> **Challenges**:
1) In the discussion of network acknowledgments, what did a recipient on the CHAOS hardware do when it could not handle a packet meant for it?
2) Carry on the discussion of network acknowledgments from where it stops.

> **Extract to read**:
So I'd better clean up my own mistake. As Noel has pointed out, the
ringnet interface returns an acknowledgment; therefore when the receiving
interface cannot catch up with incoming packets, the source host network
driver quickly retransmits any negatively acknowledged packet till the
interface returns an positive-ACK (or till hits some max retrans number).
For Ethernet, if the receiving interface doesn't get a packet right, the
packet is lost.
Having buffers at the interface is helpful, for both ethernet and ring.
Ethernet is a loser in that, using Noel's word, it lacks a low-level ACK.
Lixia
-------CERF@A.ISI.EDU.UUCP (07/21/86)
Noel, Please elaborate on "single ACK" problem. As you know, TCP ACKS are at least "inclusive" so that subsequent ACK can make up for one lost, if more data is sent and received. This isn't perfect, of course, since "inclusive" ACK doesn't help if data was lost at the receiver. Perhaps you are thinking about ACKs which cover data received past data lost (selective ACKS)? We looked at this several times but the complexity of the mechanism did not seem to buy enough to justify it. Vint
mark@cbosgd.ATT.COM.UUCP (07/21/86)
In article <12224206784.24.JNC@XX.LCS.MIT.EDU> you write: > The point of all this is that nets ought to have a reasonable >hardware acknowledgement feature that would let you know when a host could >not accept a packet destined to it. I don't know why the didn't put one in >Ethernet; it would have been really trivial. The CHAOS hardware built at >the MIT AI Lab (which was a 4MB/sec Ether like system) had such a feature; >the recipient jammed the cable (causing a collision) if a packet for that >destination could not be handled. I note that 802.2 has a whole bunch of "connection oriented" features added onto the side of Ethernet. While I assume most of us are ignoring them (I gather they were put there by X.25 types) I wonder if there would be a clean way to use these facilities to get an ack or nak back for normal IP type datagrams? Since I gather we have some standards to work out regarding ARP on 802.2 anyway, maybe this would be a good time to adopt some other conventions too? Mark
jas@BRUBECK.PROTEON.COM (07/21/86)

> **Data**:
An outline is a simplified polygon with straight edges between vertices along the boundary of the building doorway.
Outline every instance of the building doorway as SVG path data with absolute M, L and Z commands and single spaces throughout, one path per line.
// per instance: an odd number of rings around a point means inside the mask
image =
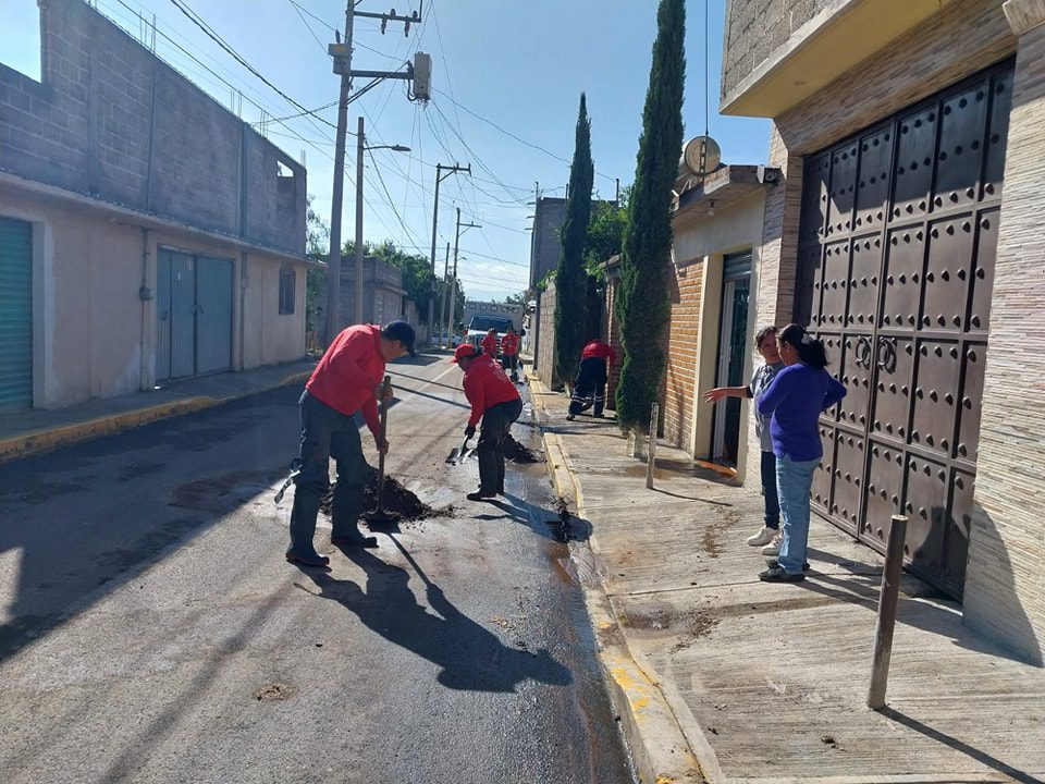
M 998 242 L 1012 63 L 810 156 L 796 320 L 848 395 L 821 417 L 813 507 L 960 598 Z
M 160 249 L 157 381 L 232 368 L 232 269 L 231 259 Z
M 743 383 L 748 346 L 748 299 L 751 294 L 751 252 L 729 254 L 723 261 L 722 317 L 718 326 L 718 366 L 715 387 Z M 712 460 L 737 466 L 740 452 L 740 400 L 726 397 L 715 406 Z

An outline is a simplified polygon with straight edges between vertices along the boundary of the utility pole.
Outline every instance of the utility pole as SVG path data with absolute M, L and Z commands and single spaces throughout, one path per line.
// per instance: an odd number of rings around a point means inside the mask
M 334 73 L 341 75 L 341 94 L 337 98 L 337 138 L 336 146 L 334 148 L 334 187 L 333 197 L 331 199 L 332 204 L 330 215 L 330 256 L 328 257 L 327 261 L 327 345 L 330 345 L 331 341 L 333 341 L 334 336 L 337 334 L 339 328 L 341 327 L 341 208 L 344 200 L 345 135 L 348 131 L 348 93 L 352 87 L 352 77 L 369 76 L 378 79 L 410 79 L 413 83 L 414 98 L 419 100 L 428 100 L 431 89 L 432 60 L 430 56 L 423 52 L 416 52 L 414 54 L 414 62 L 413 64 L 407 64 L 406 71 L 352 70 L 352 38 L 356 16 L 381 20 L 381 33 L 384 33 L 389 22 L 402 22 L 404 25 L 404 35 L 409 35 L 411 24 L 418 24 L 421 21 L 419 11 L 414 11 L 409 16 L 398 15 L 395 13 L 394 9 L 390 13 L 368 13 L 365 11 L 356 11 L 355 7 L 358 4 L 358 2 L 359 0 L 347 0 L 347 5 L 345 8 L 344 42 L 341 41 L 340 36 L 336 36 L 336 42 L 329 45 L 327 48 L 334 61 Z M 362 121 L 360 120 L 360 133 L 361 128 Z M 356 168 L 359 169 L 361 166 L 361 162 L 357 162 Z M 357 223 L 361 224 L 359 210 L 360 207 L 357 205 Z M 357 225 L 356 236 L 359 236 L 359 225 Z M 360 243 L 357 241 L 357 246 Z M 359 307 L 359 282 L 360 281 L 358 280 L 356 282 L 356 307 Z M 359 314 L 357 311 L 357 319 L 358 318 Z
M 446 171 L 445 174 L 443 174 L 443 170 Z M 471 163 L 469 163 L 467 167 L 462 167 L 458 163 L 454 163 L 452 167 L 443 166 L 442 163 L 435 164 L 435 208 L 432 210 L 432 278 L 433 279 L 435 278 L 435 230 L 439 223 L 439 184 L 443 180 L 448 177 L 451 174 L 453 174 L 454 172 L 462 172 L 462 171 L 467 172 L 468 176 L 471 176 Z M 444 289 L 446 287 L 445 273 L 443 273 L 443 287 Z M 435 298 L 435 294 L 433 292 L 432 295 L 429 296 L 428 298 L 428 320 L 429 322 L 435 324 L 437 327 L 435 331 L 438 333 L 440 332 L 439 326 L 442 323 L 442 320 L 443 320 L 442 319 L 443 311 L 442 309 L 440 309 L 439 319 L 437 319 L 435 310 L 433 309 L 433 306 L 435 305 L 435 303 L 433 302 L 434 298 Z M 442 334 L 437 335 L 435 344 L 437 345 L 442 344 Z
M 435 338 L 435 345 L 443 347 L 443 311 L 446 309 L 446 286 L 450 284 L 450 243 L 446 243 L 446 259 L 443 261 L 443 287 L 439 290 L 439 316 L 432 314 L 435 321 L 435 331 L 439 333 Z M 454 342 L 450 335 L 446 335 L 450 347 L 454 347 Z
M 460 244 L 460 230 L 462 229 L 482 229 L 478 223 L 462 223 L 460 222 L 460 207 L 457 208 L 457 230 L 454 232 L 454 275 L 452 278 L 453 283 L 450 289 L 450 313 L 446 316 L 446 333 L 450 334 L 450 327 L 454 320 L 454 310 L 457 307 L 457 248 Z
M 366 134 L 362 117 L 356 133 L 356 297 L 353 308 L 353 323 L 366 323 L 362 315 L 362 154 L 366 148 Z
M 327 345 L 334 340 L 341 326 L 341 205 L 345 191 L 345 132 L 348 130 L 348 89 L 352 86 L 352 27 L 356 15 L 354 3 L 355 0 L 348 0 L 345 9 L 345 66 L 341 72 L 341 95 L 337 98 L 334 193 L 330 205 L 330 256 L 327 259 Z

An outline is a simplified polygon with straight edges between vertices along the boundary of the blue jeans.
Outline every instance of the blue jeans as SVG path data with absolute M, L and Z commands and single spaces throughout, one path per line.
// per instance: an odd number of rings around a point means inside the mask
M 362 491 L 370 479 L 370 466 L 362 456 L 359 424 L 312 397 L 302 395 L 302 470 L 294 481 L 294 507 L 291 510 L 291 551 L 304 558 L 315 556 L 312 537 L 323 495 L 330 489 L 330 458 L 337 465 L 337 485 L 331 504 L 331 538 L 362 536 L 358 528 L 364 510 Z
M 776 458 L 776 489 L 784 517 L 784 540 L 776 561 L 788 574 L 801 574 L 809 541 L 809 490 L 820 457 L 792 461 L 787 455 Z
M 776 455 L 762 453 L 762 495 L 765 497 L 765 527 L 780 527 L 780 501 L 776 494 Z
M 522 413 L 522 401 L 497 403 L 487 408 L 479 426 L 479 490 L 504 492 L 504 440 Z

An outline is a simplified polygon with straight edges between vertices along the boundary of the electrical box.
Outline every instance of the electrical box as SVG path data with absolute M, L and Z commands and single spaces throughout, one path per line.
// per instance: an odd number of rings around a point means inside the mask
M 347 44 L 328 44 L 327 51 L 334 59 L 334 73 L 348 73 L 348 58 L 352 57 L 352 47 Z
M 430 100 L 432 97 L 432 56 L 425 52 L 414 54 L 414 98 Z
* * *
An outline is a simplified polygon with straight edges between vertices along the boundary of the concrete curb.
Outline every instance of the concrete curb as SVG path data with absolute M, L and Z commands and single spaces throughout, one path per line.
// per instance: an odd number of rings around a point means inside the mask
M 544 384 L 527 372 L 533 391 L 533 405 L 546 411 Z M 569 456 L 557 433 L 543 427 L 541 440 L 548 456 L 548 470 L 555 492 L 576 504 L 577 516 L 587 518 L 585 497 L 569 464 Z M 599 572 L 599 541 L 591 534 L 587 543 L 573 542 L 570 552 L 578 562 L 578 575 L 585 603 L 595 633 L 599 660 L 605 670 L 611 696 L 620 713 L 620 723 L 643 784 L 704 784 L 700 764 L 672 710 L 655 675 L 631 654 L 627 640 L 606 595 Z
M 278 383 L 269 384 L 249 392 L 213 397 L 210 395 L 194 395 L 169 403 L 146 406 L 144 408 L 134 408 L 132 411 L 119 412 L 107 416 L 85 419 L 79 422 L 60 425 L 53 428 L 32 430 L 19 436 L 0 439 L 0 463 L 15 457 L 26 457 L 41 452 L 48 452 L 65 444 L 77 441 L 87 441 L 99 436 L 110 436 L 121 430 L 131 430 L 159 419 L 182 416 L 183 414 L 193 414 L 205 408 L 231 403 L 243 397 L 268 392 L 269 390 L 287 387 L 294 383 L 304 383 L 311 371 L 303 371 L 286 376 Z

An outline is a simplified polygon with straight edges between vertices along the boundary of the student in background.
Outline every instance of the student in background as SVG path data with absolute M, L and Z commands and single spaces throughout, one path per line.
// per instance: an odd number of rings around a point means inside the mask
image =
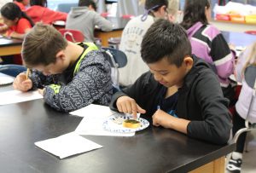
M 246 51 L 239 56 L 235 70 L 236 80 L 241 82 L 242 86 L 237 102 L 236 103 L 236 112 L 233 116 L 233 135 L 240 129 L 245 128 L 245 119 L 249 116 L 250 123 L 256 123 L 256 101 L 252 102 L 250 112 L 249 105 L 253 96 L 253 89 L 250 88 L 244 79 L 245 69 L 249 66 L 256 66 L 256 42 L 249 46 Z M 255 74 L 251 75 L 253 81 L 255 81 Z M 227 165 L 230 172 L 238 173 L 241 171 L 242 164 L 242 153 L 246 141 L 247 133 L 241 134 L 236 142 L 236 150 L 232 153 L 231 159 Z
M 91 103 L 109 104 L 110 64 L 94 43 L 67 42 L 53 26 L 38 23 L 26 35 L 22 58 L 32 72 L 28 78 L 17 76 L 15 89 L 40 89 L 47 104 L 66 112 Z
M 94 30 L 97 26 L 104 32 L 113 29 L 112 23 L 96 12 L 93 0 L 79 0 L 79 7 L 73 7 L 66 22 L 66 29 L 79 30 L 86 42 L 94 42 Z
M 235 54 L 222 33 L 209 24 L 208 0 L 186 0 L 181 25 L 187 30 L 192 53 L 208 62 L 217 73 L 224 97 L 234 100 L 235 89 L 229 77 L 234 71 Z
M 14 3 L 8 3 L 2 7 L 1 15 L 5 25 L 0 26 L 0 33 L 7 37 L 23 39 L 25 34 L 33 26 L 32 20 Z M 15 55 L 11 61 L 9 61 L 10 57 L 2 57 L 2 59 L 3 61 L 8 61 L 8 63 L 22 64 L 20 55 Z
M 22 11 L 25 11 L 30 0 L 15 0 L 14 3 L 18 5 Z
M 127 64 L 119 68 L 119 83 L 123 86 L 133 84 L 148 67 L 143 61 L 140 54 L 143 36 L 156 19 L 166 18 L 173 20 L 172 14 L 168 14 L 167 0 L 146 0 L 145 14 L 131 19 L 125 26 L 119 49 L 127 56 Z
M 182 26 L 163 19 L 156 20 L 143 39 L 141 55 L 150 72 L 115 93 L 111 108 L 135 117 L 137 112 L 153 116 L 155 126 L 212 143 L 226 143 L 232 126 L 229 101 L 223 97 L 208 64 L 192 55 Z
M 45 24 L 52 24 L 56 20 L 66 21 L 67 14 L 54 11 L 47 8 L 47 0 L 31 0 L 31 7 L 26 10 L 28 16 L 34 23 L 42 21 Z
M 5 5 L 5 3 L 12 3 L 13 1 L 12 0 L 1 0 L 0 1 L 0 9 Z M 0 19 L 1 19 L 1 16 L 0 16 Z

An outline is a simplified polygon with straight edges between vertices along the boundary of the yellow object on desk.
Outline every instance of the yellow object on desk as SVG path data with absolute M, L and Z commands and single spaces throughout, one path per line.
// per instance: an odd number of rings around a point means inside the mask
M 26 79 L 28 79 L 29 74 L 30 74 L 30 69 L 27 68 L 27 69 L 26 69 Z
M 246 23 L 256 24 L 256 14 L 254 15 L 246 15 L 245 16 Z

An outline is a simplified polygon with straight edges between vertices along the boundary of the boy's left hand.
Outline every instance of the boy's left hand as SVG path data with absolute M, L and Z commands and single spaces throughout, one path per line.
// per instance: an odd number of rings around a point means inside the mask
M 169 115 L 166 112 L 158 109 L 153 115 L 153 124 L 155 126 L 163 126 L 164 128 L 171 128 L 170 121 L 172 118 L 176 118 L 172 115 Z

> **Exercise results**:
1) It jammed the cable, causing a collision.

2)
I'll answer two open questions at once here. The 802.2 connection oriented features probably really exist so that IBM could run SNA on "their" 802.5 Token-Ring Network. SNA absolutely requires a reliable data-link layer, this is essentially the only level where there are any data integrity features in the SNA architecture. That's why IBM's Token-Ring board has a complete 802.2 connection oriented (VC) in the firmware of their PC board, along with an extended XID frame for SNA. I don't think that using a VC data link for IP is going to help you on a LAN. First of all, nobody's going to manage to write a 6-10 megabit/sec 802.2 VC layer. Secondly, stacking VC layers does not always work well. Third, this is not really the way TCP/IP was intended to be used. (Of course, on slow nets like the ARPANET, the VC code does not get in the way.) Fourth, the sequence numbering is only modulo-128. This can get consumed rapidly by tinygrams, and you will go into senquence number wait. On the issues of single ACK in TCP, this has to do with degenerative congestion when packets are being dropped. The sender sends 5120 bytes in ten TCP packets. The second one gets dropped due to congestion. The ACK of the first comes back. The last 8 packets get retransmitted. The second one (orignal fourth) gets dropped due to congestion. Repeat. What we have is a tendency towards instability when packets start getting lost. Note that the congestion is getting worse for eveyone due to this, since packets are being sent many extra times. This sort of problem is why people are developing protocols with what I call "ACK vectors", such as NETBLT at MIT, and NETEX from Network Systems. These provide the fate of the last 'n' packets in ACKs, rather than a ACK-point. Only the dropped packet gets retransmitted in these protocols. john shriver proteon -------
leong@ANDREW.CMU.EDU (John Leong) (07/21/86)
In IEEE802.5 (a.k. IBM token ring), there is two low level acknowlegemnt of sort in the MAC layer encapsulation - at the end of the frame. When a station grap a token for transmission, it will set the A and C bits (Address Recognised and Frame Copied) to 0. As the frame zap round the ring, if all goes well, the detsination station will receive the frame and set both the A and C bits to 1. When the frame continues its merry way back to the sender for purging, the sender can deduce from the status of the A and C bit what has happened. If A and C are both set to 1, all's well. If A and C are 0, there is a good probability that the destination is not up or on the net. If A is 1 and C is 0 then the receiving station has a congestion problem. If A is 0 and C is 1, we have something really strange going on. Note that the acknowlegement is all done within one ring rotation as the A and C bit is flipped on the fly by the receiver and is very efficient. There is no explicit ACK frame involved. Furthermore, the IBM token ring has a nifty feature built into the chip set. If an interface detects a congestion situation, it will send out a special frame (MAC frame) to tell whoever wants to know (network monitoring station) that a soft error situation has been detected. It is really useful for network management and planning. Leong
leong@ANDREW.CMU.EDU (John Leong) (07/21/86)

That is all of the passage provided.